◆ Exercise set:
[1] In the XTech 2006 notes below, why does Etna let users specify tabular, list, outline, or block-style editing controls? Answer in one to three sentences.
[2] Answer these questions about the XTech 2006 notes below:
(a) What kind of editor is Etna?
(b) Which browser version did Thomas Meinike's SVG talk cover?
(c) According to Ryan King, what should you do if the answer to any of his four design questions is yes?
::: Excerpt :::
You can't buy icecream from Amazon.



XTech 2006 - Thursday

Link: http://xtech06.usefulinc.com/schedule#d2006-05-18

Same story. Trying to sleep off cold. Thursday was mostly in the browser technology stream, starting with the second seminar.

Daniel Glazman really believes in Etna (talk | project home). It's always good to hear someone who's both passionate and technically competent talk.

Etna is an open source XML editor, wysiwyg (using CSS). It is being built to allow non-techies to write XML reports, so its non-functional requirements include being able to be used by people with no wish to learn XML.

It uses its own RelaxNG engine, with extensions to provide initial content, and mappings for key events (such as ending a list when the user presses [↵] twice).

Further RNG extensions for external doctypes, processing instructions, label and description of content, localisation properties, and behavioural semantics. By behavioural semantics, Etna allows you to specify tabular, list, outline or block style editing controls - although the CSS could make any XML look like any of these, the idioms the user uses to navigate and edit such content varies, and Etna supports these idioms.

All operations in Etna yield valid XML - gone are such low level operations such as renaming a div tag to a paragraph tag - instead it uses pattern matching to transform between content models, preserving the text content and a maximum amount of structure. This approach was somewhat contentious with some of the audience, since it isn't obvious that it will allow all the operations an old sgml hack would want to do in emacs, but it is the right thing to do in a wysiwyg editor, and I think it's the right thing for a DSL editor too. (* TME: Though for a DSL, I would want the editor to use a different presentation HTML or XUL tree than the XML representation of the AST, and to be able to modify the type labels of the AST based on the text content, which is beyond where Etna is at the moment.)

Mark Birbeck gave a talk about building rich, encapsulated widgets using XBL, XForms and SVG. As before, no mention of breaking the SVG presentation apart into layers, nor how to cope with removing content from the document tree and losing the bindings, but still interesting to see other things you can do with what's available.

Thomas Meinike gave a talk about SVG under Firefox 1.5; nothing new, but he's collected some reference material.

Ryan King gave a talk on the design of microformats (I'll ignore his USA parochial title). Basically - don't repeat yourself + pave the cow-paths. Reuse existing HTML and annotate with semantics, allowing convergence and openness and a very low entry point.

When designing a new microformat, he asked these questions:
  • Is there an HTML element that will work?

  • Is there an HTML compound that will work?

  • Is there an existing microformat that will mostly work?

  • Are there any existing standards which are both established and interoperable?

If the answer's yes to any of them, then you don't create a new microformat.

When creating microformats, take a large sample of the existing documents on the web that contain information of the type you are trying to add semantic annotations to. Design your format so that it's in keeping with the consensus of those documents.
::: Recorded data :::
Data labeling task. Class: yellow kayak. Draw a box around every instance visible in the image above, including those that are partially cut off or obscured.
:::
◆ Answers to the exercise:
[1] CSS can make any XML look like a table, list, outline, or block, but users navigate and edit each of these kinds of content with different idioms. Specifying the editing behavior lets Etna support the idioms that match the content.

[2]
(a) Etna is an open source wysiwyg XML editor that uses CSS.
(b) Firefox 1.5.
(c) You should not create a new microformat.